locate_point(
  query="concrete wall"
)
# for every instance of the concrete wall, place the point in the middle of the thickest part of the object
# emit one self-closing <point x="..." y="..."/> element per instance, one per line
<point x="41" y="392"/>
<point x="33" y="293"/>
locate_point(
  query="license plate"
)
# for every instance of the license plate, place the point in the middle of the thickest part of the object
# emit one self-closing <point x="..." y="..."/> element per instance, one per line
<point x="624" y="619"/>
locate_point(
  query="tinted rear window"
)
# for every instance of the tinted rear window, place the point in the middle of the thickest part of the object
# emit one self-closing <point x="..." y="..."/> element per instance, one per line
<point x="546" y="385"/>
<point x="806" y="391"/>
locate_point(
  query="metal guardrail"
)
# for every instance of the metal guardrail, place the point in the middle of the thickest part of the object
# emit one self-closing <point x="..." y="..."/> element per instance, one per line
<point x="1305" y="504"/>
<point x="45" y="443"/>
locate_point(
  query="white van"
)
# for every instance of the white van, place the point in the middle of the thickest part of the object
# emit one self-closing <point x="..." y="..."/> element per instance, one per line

- Your objective -
Turn all the lines above into a numbered list, omitting any blank lines.

- Exercise result -
1. locate_point(
2.   query="concrete wall"
3. )
4. # for every instance of the concrete wall, place the point in the middle of the thickest part of the object
5. # emit one self-closing <point x="..." y="..."/> element per instance, one per line
6. <point x="41" y="392"/>
7. <point x="33" y="293"/>
8. locate_point(
9.   query="license plate"
10. )
11. # for every instance of the license plate, place the point in the middle of the thickest part of the object
12. # emit one self-closing <point x="..." y="..."/> element per instance, one per line
13. <point x="624" y="619"/>
14. locate_point(
15.   query="tinted rear window"
16. )
17. # for every instance of the tinted rear window, place the point in the middle of the thickest part of the object
18. # emit one self-closing <point x="..." y="..."/> element per instance, one per line
19. <point x="546" y="385"/>
20. <point x="806" y="391"/>
21. locate_point(
22.   query="metal guardrail"
23. )
24. # for every instance of the metal guardrail, place the point in the middle of the thickest part of the object
25. # emit one self-closing <point x="..." y="..."/> element per instance, one per line
26. <point x="1305" y="504"/>
27. <point x="45" y="443"/>
28. locate_point(
29.   query="white van"
30. )
31. # for every instance of the white van, place the point in the middle of the thickest part of the object
32. # emit one self-closing <point x="..." y="..."/> element per instance, one per line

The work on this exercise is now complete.